EXERCISE BRIEF: In the records, find each line where "Indicate" occurs, and copy it.

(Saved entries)
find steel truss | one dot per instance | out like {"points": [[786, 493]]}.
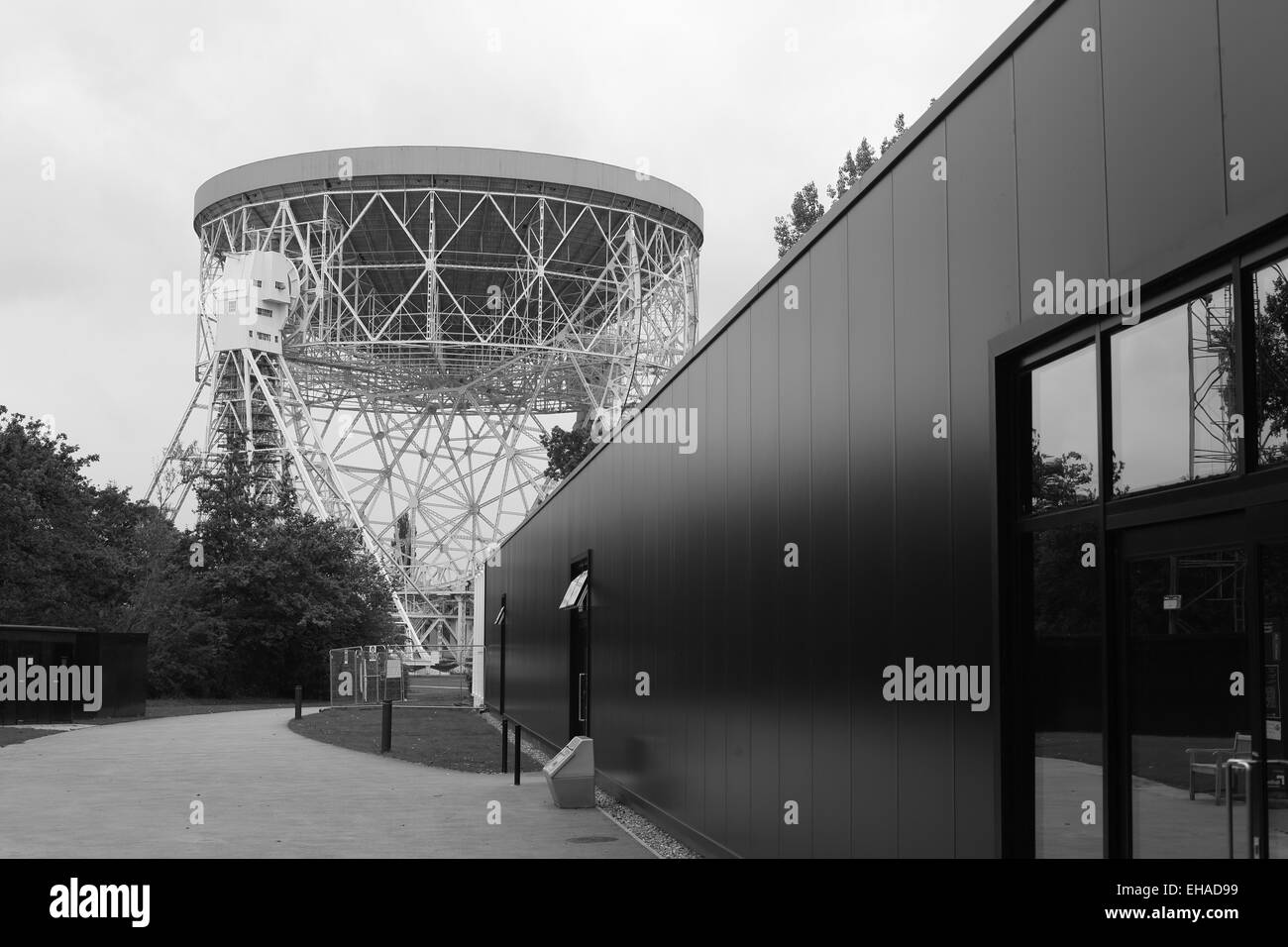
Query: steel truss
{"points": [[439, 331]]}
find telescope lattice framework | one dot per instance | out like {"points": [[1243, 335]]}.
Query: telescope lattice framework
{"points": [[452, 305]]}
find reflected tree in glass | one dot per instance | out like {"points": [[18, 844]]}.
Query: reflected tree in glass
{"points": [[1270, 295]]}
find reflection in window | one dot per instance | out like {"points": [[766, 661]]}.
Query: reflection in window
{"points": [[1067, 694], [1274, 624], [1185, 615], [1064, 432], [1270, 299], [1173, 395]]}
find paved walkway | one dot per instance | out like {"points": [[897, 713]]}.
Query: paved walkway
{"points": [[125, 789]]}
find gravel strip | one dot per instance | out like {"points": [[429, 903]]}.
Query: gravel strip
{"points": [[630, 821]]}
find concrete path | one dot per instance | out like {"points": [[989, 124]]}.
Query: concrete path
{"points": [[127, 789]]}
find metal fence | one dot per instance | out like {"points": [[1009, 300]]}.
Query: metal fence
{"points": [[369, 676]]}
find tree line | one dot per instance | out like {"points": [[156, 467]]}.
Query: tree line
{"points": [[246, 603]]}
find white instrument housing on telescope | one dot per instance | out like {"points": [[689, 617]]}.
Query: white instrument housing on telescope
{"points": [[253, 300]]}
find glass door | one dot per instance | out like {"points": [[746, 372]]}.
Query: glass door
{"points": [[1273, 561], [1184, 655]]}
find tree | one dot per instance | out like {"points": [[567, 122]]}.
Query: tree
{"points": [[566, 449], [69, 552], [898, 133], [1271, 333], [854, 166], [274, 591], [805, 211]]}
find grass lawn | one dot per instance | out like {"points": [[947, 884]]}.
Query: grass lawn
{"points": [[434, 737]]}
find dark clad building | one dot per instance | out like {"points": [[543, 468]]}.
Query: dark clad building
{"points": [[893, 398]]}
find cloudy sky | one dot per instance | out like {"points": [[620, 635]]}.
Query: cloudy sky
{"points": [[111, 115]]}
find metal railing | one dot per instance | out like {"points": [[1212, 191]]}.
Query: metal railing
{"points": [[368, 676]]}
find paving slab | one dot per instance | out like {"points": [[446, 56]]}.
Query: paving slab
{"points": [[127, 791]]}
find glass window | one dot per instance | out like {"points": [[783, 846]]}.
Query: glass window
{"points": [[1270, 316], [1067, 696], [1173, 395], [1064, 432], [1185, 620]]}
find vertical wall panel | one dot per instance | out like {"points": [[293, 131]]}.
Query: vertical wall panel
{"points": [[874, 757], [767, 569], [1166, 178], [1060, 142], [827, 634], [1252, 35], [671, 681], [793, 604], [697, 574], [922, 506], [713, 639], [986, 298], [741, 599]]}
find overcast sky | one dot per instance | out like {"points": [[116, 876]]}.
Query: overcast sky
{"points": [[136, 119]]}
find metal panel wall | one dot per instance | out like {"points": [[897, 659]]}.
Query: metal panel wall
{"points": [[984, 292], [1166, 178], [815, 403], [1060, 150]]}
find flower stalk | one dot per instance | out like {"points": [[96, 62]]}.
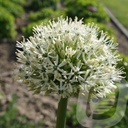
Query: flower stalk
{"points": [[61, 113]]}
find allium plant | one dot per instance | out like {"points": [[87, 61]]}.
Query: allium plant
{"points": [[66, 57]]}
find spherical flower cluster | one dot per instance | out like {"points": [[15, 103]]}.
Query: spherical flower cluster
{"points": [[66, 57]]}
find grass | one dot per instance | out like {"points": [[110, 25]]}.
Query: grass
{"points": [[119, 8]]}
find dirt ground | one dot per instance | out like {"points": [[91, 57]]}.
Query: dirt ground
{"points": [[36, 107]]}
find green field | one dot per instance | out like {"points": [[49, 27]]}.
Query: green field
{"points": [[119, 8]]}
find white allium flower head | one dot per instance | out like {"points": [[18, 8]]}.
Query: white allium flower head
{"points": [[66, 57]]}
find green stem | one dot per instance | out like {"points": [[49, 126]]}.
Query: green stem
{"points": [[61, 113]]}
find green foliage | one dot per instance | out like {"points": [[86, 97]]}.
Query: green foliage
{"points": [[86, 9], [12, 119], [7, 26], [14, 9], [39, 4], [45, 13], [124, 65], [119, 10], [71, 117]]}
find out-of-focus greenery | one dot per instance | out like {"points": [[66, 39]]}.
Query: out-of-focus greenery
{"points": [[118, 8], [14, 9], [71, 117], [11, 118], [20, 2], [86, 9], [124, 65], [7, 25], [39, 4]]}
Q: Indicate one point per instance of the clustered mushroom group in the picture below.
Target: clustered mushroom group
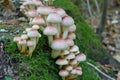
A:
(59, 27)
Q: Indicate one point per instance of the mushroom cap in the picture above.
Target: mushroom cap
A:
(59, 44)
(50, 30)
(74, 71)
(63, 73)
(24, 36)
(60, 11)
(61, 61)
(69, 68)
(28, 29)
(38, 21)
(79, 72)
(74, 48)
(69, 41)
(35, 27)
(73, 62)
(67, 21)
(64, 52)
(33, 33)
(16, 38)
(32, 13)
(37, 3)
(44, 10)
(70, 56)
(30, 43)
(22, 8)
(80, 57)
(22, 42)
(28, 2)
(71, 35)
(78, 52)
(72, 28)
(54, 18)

RESPONSE TO THIS EXERCISE:
Q: Indicate one point per instance of the clustered mushroom group in the picture below.
Q: Indicate one point per instance of the mushroom cap in the picture above.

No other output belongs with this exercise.